In the material below, some lines carry "shower". Copy each such line.

-------- Material provided

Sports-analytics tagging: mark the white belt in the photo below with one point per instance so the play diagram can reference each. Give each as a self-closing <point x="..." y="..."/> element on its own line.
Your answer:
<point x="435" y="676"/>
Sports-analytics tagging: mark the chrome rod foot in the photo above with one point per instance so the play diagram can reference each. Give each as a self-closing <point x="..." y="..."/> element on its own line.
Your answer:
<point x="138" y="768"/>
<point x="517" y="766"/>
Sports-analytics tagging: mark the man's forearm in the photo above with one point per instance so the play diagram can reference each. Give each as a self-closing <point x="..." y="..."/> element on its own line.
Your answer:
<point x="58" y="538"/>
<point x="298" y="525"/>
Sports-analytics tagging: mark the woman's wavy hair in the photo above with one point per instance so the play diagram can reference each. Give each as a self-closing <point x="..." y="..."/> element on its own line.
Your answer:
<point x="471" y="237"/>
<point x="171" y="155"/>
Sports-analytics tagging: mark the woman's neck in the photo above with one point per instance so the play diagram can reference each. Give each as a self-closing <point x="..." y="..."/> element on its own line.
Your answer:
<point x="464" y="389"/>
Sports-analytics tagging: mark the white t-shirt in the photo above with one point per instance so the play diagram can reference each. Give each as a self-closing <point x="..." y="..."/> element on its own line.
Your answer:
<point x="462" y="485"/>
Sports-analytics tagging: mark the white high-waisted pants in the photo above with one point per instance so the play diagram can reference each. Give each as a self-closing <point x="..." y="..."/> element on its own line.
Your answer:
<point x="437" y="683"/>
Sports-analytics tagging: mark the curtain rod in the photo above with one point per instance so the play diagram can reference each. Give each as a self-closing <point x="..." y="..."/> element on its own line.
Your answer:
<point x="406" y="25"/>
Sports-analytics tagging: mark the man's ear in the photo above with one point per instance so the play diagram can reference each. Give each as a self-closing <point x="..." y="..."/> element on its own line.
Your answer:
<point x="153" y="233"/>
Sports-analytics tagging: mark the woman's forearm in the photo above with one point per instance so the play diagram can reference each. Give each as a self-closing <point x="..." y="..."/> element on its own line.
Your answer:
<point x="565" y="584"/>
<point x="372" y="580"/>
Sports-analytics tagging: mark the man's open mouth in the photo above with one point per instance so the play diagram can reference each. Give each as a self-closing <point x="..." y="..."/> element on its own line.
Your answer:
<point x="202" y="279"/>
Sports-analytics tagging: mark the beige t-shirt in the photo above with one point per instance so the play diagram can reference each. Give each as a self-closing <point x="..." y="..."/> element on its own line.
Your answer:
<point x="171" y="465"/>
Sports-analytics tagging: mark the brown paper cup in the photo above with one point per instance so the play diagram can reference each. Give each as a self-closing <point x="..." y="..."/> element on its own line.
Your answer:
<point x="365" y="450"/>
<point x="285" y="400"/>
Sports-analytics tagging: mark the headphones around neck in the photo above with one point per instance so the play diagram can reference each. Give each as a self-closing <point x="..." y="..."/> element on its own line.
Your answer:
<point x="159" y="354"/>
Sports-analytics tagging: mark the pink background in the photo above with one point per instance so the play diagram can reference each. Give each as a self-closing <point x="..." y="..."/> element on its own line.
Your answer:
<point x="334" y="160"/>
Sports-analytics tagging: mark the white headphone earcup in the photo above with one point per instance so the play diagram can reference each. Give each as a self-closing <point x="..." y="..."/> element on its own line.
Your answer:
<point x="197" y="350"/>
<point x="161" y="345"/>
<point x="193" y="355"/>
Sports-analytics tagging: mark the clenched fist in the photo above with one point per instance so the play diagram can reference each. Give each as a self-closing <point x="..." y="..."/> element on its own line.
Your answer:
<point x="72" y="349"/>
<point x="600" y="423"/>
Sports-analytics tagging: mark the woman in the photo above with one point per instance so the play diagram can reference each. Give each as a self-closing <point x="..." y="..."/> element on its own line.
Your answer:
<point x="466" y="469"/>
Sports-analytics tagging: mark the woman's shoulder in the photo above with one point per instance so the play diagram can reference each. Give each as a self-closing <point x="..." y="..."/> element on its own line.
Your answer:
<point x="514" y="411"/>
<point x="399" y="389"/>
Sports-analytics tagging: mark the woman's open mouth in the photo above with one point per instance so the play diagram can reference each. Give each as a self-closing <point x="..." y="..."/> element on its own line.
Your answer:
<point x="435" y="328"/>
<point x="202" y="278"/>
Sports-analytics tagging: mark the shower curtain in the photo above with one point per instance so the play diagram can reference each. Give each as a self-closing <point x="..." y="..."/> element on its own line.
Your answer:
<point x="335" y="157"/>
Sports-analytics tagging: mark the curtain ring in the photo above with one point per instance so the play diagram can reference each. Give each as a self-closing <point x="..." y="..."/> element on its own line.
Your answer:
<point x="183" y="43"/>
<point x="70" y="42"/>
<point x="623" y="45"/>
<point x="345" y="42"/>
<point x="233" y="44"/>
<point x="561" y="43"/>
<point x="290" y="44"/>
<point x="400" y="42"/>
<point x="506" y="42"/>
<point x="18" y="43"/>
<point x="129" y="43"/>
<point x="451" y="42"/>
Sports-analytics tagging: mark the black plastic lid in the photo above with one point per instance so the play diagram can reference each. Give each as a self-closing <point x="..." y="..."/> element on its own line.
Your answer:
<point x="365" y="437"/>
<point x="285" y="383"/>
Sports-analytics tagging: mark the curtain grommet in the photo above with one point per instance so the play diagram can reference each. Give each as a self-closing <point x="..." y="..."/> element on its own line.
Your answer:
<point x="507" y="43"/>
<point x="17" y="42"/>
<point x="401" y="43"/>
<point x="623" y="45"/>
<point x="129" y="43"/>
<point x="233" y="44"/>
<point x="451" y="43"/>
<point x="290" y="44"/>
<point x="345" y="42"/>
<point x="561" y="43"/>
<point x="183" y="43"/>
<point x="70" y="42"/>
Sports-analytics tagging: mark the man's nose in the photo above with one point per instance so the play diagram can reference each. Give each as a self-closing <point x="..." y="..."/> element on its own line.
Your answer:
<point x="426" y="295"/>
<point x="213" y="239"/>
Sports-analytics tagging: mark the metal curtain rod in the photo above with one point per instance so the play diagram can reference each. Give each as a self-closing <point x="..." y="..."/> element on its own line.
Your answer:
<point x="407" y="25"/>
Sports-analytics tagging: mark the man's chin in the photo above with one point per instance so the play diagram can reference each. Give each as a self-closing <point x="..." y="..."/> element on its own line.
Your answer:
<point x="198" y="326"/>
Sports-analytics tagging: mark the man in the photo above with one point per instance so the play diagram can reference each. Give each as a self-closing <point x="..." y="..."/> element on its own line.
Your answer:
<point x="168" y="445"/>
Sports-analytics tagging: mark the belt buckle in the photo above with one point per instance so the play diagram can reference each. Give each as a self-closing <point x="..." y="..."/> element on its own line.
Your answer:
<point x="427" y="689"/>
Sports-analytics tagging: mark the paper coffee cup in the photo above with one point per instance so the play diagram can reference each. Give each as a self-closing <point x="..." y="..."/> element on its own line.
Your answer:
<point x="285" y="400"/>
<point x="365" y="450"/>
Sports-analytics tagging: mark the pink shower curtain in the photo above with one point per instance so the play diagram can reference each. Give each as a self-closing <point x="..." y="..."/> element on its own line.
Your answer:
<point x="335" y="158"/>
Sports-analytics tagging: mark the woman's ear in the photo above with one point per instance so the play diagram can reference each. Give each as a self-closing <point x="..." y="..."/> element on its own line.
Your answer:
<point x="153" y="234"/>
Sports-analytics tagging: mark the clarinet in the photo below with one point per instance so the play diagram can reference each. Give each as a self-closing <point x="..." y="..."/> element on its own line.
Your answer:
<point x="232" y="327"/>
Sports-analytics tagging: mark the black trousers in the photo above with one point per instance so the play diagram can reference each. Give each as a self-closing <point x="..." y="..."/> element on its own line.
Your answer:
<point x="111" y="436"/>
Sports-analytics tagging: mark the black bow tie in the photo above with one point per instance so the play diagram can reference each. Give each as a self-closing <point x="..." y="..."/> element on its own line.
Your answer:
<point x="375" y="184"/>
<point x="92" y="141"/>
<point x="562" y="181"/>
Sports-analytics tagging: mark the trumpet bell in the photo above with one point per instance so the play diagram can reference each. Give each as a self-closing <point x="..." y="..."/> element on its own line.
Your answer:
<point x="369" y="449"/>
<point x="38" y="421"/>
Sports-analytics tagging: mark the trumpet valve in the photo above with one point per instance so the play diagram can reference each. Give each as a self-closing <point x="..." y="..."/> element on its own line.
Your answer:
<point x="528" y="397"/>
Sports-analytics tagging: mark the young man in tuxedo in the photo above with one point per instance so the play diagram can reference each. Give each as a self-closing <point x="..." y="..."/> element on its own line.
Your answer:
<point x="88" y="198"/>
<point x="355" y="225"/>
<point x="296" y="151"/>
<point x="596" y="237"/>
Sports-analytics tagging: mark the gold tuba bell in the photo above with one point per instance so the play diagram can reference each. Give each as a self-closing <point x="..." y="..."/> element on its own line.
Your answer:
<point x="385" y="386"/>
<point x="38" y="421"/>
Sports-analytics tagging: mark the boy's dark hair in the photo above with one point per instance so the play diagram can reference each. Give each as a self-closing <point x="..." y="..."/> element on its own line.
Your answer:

----------------

* _Result_
Sports-analytics tagging: mark the shower curtain in the photo above with one point per instance so the play diagram can reference each. Give each as a self-closing <point x="..." y="..."/> element on its own line.
Sports-analytics tagging: mark the pink shower curtain in the photo above with one point per instance so the play diagram can reference each. Give each as a self-closing <point x="..." y="..."/> element on its own line.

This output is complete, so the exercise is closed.